### [Task requirements]
Please show every line in the entries below that includes the word "order".

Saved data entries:
====================

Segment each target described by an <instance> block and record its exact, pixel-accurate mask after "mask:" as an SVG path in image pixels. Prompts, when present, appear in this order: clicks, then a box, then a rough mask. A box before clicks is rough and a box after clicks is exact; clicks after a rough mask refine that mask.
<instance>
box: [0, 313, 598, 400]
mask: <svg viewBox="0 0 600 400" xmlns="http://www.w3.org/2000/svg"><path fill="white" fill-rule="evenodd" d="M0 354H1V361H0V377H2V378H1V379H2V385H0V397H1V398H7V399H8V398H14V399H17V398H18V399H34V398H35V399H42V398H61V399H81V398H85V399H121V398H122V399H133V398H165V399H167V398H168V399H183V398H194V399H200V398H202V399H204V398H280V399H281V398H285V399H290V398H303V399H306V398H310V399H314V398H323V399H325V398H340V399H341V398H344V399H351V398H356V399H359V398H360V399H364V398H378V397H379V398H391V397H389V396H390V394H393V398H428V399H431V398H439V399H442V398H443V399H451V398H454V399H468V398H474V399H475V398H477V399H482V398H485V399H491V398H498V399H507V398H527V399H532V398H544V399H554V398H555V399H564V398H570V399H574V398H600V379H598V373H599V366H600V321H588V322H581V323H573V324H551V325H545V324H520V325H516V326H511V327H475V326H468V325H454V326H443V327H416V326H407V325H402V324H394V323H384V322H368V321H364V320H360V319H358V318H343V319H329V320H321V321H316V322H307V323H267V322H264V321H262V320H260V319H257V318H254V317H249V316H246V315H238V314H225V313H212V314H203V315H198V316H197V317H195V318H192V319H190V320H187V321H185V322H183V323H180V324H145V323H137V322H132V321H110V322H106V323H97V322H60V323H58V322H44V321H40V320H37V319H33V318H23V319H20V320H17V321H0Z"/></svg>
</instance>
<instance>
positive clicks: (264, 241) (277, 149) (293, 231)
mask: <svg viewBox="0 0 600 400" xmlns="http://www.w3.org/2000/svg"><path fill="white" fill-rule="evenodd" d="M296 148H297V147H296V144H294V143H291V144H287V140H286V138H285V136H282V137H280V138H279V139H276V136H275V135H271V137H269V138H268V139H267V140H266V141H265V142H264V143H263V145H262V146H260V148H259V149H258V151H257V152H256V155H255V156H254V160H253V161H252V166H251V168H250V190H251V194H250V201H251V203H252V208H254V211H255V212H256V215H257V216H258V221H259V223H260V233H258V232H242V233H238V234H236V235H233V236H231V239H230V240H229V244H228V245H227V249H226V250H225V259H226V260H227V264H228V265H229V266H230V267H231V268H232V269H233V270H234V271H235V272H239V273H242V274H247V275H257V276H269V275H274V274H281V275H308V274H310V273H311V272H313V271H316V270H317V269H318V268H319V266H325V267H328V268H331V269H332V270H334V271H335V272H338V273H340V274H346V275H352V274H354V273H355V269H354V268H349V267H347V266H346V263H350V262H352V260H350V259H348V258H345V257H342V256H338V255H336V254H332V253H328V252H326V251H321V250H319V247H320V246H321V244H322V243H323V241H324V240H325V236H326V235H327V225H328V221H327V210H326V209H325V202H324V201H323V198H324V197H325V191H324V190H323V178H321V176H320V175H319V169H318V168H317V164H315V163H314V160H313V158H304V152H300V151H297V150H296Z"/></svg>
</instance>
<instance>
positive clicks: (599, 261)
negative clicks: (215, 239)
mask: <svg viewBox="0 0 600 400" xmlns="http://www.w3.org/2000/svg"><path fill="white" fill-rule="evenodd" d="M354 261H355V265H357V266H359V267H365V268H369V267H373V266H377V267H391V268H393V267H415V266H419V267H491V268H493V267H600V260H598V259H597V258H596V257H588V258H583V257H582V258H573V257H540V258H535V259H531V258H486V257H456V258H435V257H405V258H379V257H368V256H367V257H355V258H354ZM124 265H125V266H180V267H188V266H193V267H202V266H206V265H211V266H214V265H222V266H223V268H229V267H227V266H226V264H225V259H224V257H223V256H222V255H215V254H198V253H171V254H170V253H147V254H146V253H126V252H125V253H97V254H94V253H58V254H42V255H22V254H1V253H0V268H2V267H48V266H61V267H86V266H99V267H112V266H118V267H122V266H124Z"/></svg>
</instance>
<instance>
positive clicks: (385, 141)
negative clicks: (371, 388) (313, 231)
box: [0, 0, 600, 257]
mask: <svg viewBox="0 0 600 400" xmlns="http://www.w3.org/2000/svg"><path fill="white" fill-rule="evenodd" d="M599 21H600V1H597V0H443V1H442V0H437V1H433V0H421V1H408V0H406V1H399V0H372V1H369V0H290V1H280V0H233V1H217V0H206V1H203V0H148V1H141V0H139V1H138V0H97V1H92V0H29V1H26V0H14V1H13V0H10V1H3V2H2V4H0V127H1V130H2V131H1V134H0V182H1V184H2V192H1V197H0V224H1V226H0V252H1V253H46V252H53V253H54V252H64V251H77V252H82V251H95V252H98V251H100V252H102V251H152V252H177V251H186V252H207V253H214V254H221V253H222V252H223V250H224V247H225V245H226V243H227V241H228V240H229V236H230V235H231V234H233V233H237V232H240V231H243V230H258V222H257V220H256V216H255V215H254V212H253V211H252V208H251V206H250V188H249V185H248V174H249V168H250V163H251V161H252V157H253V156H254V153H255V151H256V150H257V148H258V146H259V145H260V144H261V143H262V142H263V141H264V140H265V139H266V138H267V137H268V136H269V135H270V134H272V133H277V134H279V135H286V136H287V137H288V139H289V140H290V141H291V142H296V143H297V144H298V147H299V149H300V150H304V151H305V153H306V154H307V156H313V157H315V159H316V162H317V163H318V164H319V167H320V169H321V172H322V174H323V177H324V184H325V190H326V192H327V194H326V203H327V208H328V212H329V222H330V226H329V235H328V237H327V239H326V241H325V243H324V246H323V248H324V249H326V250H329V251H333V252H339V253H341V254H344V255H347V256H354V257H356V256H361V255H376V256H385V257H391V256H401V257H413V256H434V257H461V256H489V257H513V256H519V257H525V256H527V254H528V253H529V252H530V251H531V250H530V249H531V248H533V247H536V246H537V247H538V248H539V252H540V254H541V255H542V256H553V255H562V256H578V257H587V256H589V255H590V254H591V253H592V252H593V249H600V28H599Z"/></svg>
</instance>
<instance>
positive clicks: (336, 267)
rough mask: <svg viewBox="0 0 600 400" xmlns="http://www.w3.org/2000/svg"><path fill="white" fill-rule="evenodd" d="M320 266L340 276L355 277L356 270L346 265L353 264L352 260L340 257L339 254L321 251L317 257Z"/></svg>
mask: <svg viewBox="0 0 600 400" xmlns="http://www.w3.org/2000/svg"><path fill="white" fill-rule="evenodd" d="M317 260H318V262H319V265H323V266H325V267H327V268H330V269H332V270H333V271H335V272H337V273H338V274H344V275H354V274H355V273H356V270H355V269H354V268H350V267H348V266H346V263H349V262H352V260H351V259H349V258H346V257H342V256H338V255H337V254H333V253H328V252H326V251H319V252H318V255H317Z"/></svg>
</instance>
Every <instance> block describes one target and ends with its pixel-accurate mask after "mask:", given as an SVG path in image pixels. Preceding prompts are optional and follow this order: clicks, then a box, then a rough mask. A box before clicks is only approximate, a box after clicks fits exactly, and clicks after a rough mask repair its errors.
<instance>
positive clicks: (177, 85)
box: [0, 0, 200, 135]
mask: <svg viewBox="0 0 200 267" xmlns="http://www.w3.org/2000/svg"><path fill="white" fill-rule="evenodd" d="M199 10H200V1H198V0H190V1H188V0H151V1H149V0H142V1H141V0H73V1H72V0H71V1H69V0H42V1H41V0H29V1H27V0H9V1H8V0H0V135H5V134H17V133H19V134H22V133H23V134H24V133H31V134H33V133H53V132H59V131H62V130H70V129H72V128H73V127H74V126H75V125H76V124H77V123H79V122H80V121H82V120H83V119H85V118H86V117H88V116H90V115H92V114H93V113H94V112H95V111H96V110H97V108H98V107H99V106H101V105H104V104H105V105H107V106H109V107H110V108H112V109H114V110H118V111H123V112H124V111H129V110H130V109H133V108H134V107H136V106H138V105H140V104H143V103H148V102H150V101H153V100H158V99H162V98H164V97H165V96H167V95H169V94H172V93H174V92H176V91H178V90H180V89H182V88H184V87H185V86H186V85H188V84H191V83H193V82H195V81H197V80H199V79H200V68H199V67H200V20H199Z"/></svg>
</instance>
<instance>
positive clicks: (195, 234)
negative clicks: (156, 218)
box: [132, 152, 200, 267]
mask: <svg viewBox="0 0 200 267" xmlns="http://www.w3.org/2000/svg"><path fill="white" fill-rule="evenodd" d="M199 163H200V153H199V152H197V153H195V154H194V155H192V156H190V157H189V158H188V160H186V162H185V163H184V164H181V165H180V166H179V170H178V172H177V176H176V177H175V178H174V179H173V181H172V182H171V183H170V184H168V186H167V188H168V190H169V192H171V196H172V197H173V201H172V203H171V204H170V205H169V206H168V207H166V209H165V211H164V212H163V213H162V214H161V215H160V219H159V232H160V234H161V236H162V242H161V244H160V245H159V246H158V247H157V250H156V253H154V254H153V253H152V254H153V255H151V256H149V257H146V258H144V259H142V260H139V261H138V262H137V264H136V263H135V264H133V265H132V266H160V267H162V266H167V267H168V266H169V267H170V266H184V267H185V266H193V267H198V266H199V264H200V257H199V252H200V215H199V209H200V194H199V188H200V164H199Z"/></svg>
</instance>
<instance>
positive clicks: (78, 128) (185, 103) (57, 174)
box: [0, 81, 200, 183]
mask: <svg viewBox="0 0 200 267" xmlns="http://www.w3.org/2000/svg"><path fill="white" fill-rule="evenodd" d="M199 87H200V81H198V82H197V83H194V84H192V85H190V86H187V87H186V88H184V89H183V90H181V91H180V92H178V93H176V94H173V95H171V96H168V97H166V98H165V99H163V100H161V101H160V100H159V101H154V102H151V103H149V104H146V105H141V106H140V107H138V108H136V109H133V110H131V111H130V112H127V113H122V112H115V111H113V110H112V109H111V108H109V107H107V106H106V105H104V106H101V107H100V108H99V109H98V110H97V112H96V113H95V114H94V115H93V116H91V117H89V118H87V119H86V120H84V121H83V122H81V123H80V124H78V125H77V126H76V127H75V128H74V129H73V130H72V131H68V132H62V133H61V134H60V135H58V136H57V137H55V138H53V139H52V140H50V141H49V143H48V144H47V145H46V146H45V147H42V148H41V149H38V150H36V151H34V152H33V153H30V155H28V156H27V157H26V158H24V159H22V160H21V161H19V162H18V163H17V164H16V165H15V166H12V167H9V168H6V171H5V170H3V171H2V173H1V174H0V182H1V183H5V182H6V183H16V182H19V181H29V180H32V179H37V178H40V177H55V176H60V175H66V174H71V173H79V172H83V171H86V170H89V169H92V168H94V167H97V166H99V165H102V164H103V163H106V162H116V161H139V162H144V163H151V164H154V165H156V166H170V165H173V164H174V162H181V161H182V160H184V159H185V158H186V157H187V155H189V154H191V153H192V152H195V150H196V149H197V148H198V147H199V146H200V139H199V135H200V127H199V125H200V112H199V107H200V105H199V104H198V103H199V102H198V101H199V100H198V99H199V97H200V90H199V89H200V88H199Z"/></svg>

====================

### [Output for this exercise]
Segment each target described by an <instance> block and record its exact, pixel-accurate mask after "mask:" as an SVG path in image pixels. Prompts, when present, appear in this order: clicks, then a box, then a rough mask. A box before clicks is rough and a box after clicks is exact; clicks after a rough mask refine that mask.
Every <instance> block describes one target and ends with its pixel-accurate mask after "mask:", given as an SVG path in image pixels. Preceding prompts are optional and follow this order: clicks, then a box, then a rough mask. A box before clicks is only approximate, a box after clicks fits exactly, and clicks after a rough mask repair its errors.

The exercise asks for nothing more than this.